■ **Document segment**:
——————————

It has been said that one of the leading causes of the collapse of the entire banking system was the US Republican-led government's preference for deregulation.
Former Federal Reserve chairman Alan Greenspan - in the eyes of many, one of the chief villains - has admitted that thinking that banks are better off regulating themselves was wrong. "I was naive," he admitted before a congressional committee, and joined his critics in a call to force more regulation - for banks and private institutions like hedge funds.
The basic flaw in Greenspan's belief in self-regulation was quite simple: As long as bankers could rake in short-term profits from offering dubious loans and complex derivatives, thereby increasing their personal bonuses, it was stupid to expect they would ever consider the long-term effects of their risky practices.
Moreover, the classic conception of free markets assumes that bad decision makers will be punished by market forces that destroy their businesses. But as was demonstrated very clearly, this is not the case when we are dealing with banks.
Since governments rarely allow a major commercial bank to fail, expecting them to eliminate incompetent banks that make bad loans is unrealistic. Bankers were counting on government bailouts when making their outrageous calls, knowing in advance that they would ultimately be saved - if not by Wall Street, then by Washington.
But instead of enforcing tighter regulation and more transparency, politicians and officials, especially in the US, are allowing banks to use shady accounting practices to cover holes in their books, such as letting them delay write-downs and register fake capital gains on debts.
Here in Israel, the regulation issue is not so much about banks and their lending practices, nor is it about poisonous derivatives, two plagues that the local banks were lucky enough to avoid. It is more about the nonbank credit markets - the institutions that run our pension savings (insurance companies and providence and pension funds that lent hundreds of billions of shekels to corporations from 2005 to 2008).
Investment managers in those institutions had tons of money flowing in from workers' salaries, the government was shrinking its part in the bond market and there was a limit to the amount of equity they could buy. So they invested most of it by lending it to business firms, which just needed to provide a nice presentation and a fat underwriting fee.
Dozens of these companies that raised that money now have no way of returning it, and the public is shocked to find out that the people who took care of their money were reckless in giving credit, took no collateral and didn't know where the money went.

——————————

■ **Problem statement**:
Could you print the passage of the commentary on banking regulation starting with "The basic flaw" and going on through "dealing with banks."? The records play no part here.

(Dataset rows on where objects appear)
——————————

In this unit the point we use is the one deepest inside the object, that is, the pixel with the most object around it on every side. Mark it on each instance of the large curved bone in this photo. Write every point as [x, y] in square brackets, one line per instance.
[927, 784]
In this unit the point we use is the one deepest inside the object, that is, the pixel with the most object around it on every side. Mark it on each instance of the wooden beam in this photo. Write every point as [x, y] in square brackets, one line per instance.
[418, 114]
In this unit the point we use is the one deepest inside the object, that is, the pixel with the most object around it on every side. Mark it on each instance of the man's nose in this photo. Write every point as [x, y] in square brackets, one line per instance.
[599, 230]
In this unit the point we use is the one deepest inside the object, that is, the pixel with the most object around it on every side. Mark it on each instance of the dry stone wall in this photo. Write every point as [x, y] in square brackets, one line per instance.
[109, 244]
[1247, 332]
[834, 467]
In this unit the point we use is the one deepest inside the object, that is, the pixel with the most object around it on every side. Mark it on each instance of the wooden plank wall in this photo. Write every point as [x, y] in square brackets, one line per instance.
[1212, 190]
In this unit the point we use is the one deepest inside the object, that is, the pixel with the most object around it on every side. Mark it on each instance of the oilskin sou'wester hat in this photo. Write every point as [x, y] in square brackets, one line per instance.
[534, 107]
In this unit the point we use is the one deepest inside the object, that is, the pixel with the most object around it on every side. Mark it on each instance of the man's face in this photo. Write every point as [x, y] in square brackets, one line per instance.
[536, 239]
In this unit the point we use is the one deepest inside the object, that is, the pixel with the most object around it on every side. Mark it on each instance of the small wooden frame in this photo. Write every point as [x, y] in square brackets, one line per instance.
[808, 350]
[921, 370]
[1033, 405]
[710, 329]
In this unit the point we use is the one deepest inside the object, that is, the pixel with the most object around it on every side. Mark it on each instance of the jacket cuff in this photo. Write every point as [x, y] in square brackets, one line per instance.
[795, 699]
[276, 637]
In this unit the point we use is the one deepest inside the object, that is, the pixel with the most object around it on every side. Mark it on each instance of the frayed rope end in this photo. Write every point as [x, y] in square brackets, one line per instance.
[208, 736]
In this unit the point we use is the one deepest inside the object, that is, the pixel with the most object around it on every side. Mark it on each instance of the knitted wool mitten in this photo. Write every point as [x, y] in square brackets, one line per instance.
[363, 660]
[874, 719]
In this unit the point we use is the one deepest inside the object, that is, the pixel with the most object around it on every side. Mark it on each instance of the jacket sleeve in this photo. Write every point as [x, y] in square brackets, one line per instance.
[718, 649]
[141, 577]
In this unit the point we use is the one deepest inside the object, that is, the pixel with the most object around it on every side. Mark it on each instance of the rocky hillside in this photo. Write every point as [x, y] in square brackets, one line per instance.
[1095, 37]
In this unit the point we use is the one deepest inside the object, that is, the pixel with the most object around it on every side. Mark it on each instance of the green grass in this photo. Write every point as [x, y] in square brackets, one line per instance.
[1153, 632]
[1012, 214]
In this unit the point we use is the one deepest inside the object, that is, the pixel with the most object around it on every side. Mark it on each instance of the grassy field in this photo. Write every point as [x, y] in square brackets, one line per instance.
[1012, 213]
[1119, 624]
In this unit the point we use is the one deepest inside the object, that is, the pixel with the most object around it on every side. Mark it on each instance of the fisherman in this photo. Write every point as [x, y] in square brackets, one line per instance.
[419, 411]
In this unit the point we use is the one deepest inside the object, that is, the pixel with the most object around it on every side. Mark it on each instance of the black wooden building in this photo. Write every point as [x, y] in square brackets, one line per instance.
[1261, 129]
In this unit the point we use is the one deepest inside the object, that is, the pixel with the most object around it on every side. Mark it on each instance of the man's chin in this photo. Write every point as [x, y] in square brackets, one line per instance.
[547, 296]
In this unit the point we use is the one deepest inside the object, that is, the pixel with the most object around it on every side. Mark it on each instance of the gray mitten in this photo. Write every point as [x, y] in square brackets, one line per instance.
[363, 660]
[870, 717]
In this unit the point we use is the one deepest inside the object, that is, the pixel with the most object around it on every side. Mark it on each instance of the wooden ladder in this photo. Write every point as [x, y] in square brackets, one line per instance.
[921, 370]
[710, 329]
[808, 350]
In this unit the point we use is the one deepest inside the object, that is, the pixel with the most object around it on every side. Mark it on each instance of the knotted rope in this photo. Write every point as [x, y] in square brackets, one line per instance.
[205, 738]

——————————

■ **Answer for the task**:
The basic flaw in Greenspan's belief in self-regulation was quite simple: As long as bankers could rake in short-term profits from offering dubious loans and complex derivatives, thereby increasing their personal bonuses, it was stupid to expect they would ever consider the long-term effects of their risky practices.
Moreover, the classic conception of free markets assumes that bad decision makers will be punished by market forces that destroy their businesses. But as was demonstrated very clearly, this is not the case when we are dealing with banks.